Perhaps the first thing to say about the American Bishops’ Pastoral Letter, The Challenge of Peace: God’s Promise and Our Response, whose twenty-fifth anniversary we are celebrating today, is that it based on more than one hundred years of Catholic social teaching. We look back to Pope Leo XIII’s 1883 encyclical, Rerum Novarum, for the foundations, but every pope since then as well as the Second Vatican Council have stressed the moral obligation we all have at every level of society and in every nation to protect the dignity and rights of all human beings.




What also needs to be said about this pastoral letter is that it was the work of the American bishops in consultation with experts and the laity, Catholic and non-Catholic alike. It was a letter that came from the national Conference of Catholic bishops, and not from Rome. It was a letter written at a different time in a world that is changing every day. It was a letter that in the words of the late Cardinal Joseph Bernadine “follows the logic of tradition and takes it to a level appropriate for the local church.”

§ Direction 1
Rewrite the part of the passage on the bishops' pastoral letter that begins at the words "Perhaps the first" and stops after "all human beings.", changing "foundations" to "roots".

§ Data supplied
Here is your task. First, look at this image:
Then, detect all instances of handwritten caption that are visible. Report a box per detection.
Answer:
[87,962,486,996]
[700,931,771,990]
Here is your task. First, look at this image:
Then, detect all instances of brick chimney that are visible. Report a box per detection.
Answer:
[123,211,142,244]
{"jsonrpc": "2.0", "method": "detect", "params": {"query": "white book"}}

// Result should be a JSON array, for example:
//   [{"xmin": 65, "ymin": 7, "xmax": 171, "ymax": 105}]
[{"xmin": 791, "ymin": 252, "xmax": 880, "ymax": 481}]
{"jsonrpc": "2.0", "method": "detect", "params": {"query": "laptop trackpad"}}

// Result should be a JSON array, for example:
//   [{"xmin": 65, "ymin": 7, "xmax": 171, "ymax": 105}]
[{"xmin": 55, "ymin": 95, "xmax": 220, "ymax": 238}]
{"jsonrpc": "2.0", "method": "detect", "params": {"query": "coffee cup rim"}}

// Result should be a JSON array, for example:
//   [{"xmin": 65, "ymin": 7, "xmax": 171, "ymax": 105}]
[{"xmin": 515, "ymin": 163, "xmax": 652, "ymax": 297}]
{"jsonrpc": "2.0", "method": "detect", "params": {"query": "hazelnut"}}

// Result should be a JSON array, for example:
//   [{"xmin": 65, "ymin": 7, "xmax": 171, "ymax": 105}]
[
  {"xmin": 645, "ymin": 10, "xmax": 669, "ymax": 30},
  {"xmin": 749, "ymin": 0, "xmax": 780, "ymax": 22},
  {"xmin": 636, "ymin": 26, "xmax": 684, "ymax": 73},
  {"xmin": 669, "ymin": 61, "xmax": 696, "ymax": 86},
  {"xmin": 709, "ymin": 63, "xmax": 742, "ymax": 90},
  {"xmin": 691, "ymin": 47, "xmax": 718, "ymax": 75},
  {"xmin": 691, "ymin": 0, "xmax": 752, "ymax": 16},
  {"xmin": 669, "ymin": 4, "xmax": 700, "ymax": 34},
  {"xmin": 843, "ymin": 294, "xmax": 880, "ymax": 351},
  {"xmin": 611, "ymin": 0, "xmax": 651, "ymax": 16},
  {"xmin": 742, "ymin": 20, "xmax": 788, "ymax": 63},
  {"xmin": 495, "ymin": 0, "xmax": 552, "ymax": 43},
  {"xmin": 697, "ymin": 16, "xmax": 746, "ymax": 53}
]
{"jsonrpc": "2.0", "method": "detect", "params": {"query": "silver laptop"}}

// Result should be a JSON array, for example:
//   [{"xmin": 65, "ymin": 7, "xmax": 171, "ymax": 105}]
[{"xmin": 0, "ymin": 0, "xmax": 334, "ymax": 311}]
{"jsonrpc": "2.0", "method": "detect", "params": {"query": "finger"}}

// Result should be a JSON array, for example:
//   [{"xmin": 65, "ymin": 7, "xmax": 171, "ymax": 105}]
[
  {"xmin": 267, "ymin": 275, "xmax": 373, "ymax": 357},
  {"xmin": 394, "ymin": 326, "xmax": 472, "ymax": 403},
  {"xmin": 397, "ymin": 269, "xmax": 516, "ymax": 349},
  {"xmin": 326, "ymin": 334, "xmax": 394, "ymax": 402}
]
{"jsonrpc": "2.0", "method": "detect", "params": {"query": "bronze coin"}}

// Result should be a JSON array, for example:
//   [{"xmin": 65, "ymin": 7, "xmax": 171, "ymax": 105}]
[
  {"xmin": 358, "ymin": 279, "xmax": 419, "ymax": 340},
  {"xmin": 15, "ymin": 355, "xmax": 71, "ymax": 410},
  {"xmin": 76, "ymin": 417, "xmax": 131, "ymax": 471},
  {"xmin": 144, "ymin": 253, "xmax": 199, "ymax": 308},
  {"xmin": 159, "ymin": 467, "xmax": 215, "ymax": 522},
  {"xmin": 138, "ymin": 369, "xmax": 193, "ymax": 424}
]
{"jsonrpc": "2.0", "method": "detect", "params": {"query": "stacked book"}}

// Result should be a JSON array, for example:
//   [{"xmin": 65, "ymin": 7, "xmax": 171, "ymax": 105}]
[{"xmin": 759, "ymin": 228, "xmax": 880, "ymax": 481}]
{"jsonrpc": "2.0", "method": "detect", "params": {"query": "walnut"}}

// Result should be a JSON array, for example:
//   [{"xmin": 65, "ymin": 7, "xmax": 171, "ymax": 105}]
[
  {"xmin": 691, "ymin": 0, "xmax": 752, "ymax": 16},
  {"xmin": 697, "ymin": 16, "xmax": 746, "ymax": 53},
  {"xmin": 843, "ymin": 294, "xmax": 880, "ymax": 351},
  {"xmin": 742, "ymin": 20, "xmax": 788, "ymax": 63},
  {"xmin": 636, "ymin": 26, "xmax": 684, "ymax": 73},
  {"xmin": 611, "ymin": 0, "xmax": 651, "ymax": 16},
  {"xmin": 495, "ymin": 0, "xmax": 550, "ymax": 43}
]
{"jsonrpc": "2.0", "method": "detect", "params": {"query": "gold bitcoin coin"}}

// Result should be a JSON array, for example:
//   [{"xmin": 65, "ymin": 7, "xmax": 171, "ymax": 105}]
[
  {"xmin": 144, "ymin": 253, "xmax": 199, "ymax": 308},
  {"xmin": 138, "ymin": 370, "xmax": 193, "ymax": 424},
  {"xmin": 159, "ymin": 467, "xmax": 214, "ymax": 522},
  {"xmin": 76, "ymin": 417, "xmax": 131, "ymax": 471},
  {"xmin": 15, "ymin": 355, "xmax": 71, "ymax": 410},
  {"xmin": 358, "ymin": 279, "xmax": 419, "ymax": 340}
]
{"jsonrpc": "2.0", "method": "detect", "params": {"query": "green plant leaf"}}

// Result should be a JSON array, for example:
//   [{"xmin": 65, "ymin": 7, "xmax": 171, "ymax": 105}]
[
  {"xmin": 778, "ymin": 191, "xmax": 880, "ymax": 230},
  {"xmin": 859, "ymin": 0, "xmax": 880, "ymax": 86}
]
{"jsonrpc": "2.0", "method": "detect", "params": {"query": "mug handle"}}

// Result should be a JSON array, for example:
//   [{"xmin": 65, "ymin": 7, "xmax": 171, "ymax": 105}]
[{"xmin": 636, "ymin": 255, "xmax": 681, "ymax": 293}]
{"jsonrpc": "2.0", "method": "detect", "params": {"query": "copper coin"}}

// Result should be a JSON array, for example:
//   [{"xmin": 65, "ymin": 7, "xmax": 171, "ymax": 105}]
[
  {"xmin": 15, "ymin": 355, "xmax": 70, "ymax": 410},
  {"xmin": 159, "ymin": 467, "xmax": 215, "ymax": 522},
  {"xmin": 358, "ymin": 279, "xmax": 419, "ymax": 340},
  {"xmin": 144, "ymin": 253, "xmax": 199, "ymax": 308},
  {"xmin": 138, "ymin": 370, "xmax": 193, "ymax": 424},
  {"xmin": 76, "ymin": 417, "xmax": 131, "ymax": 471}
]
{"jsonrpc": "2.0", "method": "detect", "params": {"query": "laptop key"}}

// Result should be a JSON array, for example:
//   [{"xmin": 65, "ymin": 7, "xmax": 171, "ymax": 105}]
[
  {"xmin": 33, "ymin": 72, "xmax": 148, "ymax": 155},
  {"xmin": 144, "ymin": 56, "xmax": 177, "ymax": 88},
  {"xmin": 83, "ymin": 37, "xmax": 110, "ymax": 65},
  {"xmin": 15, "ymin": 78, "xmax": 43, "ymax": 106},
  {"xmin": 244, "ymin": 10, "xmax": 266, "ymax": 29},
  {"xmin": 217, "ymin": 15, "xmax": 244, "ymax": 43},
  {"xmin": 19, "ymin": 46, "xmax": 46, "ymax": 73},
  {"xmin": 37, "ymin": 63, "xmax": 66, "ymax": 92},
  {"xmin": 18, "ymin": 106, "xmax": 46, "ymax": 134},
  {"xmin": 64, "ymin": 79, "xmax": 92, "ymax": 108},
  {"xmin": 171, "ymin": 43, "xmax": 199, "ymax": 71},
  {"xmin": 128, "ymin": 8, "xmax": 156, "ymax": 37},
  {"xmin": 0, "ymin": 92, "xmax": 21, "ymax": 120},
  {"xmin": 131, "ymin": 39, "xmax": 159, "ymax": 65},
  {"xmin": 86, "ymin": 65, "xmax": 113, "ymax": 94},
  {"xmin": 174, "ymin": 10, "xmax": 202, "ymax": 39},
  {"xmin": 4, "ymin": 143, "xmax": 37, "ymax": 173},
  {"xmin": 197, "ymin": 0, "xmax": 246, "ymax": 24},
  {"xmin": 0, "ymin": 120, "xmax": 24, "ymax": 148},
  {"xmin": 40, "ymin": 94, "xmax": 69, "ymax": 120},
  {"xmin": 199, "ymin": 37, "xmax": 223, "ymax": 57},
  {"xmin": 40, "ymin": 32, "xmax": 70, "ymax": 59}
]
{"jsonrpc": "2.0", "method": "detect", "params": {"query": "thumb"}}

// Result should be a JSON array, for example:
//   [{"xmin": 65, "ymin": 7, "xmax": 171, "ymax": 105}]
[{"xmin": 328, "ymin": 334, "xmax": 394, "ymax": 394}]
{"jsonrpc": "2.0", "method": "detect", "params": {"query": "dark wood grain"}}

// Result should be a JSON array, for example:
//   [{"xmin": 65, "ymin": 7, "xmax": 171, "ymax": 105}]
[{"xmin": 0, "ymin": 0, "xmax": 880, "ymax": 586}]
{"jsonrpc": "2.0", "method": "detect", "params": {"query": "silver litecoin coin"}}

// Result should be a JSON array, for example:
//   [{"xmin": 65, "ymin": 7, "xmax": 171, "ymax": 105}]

§ Direction 2
Please recast the records as a JSON list of strings, one string per line, with blank lines left out. Begin at the first line of the records and stop after the line that contains "[123,211,142,244]".

§ Right answer 1
Perhaps the first thing to say about the American Bishops’ Pastoral Letter, The Challenge of Peace: God’s Promise and Our Response, whose twenty-fifth anniversary we are celebrating today, is that it based on more than one hundred years of Catholic social teaching. We look back to Pope Leo XIII’s 1883 encyclical, Rerum Novarum, for the roots, but every pope since then as well as the Second Vatican Council have stressed the moral obligation we all have at every level of society and in every nation to protect the dignity and rights of all human beings.

§ Right answer 2
[
  "Here is your task. First, look at this image:",
  "Then, detect all instances of handwritten caption that are visible. Report a box per detection.",
  "Answer:",
  "[87,962,486,996]",
  "[700,931,771,990]",
  "Here is your task. First, look at this image:",
  "Then, detect all instances of brick chimney that are visible. Report a box per detection.",
  "Answer:",
  "[123,211,142,244]"
]